INSTRUCTION: Please give the lines as a Markdown table with the columns Row and Line, starting with the line that contains "Exercise. Mark every instance of the black wing" and going on through the line that contains "[(292, 195)]". Put a row number under Row and the line under Line, and leave out any blank lines.

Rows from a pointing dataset
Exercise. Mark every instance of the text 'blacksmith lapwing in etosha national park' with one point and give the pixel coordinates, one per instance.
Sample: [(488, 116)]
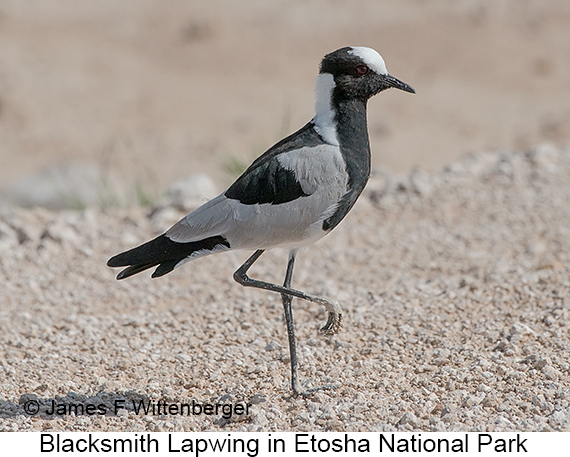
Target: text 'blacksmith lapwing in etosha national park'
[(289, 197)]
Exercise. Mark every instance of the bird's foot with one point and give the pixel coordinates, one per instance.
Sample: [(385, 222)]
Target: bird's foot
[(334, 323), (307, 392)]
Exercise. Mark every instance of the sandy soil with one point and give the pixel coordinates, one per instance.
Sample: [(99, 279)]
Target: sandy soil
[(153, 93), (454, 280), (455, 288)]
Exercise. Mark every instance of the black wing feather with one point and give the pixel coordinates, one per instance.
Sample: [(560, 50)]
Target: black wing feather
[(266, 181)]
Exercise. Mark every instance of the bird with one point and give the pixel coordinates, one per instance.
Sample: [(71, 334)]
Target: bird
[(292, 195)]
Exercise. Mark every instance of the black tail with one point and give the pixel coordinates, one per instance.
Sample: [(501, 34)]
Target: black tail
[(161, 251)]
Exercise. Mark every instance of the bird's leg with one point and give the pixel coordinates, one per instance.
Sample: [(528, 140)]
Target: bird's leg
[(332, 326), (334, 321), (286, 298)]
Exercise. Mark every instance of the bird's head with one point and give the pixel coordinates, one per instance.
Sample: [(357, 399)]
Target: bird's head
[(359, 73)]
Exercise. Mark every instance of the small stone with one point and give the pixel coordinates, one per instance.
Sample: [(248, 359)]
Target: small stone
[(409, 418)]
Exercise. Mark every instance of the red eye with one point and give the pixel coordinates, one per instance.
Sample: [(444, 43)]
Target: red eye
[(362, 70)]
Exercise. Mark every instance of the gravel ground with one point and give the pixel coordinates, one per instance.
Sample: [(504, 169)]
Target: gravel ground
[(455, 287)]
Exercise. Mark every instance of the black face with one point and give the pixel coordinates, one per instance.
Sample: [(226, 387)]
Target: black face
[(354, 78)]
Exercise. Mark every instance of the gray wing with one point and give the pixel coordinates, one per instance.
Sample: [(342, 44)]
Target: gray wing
---
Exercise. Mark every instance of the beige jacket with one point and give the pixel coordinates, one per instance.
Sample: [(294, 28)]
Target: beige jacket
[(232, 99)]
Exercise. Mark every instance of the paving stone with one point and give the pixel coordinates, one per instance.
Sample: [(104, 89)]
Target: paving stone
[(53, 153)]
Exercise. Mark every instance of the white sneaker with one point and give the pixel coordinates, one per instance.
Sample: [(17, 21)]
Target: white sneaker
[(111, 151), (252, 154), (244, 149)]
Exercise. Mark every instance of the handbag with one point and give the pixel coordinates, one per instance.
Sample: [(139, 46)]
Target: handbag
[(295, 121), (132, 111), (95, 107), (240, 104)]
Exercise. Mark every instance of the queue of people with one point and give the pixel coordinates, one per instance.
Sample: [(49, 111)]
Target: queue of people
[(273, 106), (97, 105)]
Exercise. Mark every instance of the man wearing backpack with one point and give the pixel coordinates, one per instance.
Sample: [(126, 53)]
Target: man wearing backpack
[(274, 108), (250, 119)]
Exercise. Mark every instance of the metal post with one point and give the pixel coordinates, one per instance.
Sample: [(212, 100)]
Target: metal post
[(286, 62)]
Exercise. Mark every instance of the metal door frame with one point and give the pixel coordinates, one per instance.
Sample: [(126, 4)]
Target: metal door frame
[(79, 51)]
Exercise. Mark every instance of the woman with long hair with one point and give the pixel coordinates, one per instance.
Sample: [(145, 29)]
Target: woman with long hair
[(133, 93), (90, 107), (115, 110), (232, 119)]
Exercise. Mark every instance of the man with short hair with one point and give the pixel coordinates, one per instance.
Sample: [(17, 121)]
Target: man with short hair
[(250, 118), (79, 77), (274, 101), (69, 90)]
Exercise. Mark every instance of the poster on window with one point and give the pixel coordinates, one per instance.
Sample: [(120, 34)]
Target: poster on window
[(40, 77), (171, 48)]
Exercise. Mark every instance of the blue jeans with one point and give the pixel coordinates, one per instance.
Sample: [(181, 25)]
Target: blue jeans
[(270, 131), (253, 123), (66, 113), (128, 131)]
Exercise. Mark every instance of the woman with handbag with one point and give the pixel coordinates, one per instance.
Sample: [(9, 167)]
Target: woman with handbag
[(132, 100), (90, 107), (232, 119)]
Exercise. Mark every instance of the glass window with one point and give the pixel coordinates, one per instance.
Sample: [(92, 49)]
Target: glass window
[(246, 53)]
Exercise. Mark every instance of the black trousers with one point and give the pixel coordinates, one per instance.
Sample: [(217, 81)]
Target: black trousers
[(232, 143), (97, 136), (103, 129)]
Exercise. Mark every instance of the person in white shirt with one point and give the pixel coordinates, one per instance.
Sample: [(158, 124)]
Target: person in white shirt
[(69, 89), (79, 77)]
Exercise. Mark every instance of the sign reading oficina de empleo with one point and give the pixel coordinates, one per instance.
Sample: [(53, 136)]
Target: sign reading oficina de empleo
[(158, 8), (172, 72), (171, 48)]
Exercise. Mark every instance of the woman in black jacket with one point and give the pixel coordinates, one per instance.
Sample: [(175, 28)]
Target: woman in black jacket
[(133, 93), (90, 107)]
==
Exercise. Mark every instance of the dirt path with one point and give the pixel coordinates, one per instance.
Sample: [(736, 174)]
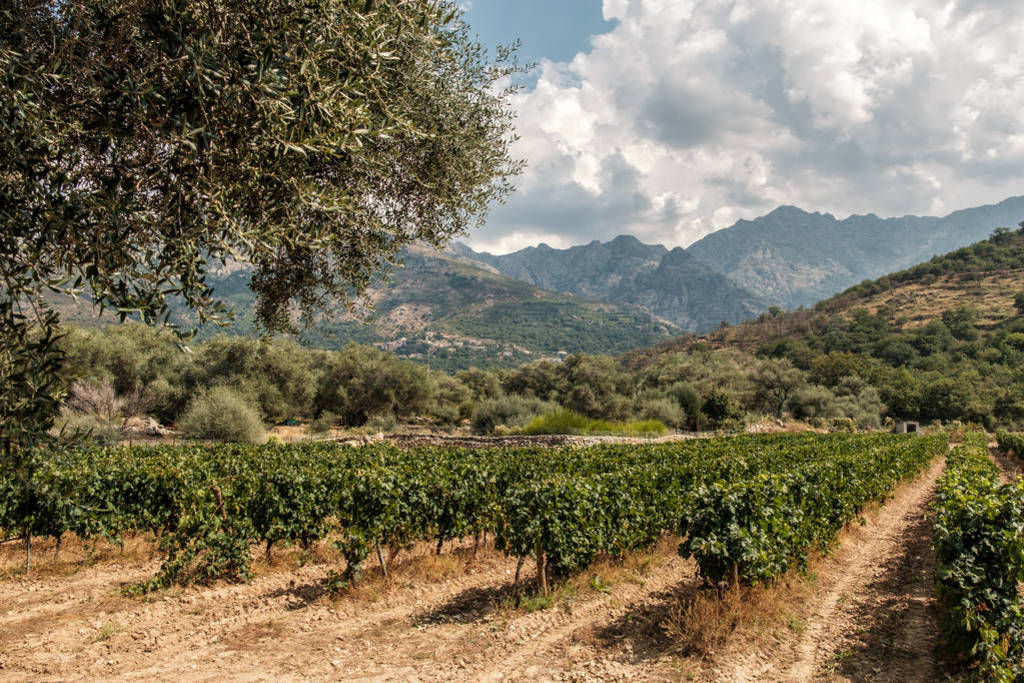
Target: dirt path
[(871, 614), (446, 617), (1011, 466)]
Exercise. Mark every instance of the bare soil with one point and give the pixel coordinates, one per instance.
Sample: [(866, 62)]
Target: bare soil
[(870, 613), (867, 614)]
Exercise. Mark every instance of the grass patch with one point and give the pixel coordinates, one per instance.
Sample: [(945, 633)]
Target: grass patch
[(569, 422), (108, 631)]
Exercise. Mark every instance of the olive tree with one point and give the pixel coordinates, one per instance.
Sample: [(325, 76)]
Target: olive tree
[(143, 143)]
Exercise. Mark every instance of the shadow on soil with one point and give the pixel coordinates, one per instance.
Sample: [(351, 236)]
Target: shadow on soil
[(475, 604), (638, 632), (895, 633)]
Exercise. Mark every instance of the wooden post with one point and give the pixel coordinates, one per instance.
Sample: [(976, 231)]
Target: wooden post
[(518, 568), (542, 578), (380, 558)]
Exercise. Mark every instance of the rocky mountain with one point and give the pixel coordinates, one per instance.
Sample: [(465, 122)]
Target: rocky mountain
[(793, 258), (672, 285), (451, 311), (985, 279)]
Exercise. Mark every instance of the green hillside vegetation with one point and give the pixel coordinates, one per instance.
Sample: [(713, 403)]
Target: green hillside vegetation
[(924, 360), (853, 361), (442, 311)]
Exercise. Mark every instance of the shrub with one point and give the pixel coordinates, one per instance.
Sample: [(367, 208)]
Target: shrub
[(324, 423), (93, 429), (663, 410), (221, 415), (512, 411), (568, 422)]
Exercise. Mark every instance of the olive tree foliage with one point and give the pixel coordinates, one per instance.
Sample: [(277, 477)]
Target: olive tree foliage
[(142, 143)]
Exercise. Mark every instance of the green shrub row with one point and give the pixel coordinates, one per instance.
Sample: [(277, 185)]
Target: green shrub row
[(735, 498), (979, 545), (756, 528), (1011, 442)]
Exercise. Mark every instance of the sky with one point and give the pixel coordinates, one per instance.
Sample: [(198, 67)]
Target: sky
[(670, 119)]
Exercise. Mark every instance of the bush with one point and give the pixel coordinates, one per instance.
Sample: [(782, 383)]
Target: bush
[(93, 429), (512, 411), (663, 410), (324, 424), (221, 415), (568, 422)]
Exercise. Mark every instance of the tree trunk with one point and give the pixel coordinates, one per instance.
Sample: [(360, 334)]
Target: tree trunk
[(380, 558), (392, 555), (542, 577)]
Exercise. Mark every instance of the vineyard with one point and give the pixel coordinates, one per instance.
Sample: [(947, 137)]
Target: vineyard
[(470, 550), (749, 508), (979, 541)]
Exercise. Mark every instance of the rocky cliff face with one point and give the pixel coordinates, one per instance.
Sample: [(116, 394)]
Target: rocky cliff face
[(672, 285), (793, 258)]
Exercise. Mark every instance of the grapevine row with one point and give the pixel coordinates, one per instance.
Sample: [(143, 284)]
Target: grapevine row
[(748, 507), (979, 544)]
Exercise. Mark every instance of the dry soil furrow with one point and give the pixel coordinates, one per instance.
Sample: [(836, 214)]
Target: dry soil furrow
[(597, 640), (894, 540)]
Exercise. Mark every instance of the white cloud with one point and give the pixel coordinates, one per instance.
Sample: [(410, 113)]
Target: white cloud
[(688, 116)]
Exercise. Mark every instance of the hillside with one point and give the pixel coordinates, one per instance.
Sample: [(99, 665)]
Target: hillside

SOLUTION FOR THIS PROBLEM:
| Row | Line |
|---|---|
| 1 | Exercise. Mark every instance of the black wing feather with one point and give the pixel coordinates, one per instance. |
| 2 | Sample: [(560, 50)] |
| 3 | Target: black wing feather |
| 4 | [(266, 181)] |
| 5 | Exercise. Mark every instance of the bird with one point and give the pixel coordinates, one per instance. |
| 6 | Sample: [(71, 334)] |
| 7 | Target: bird |
| 8 | [(292, 195)] |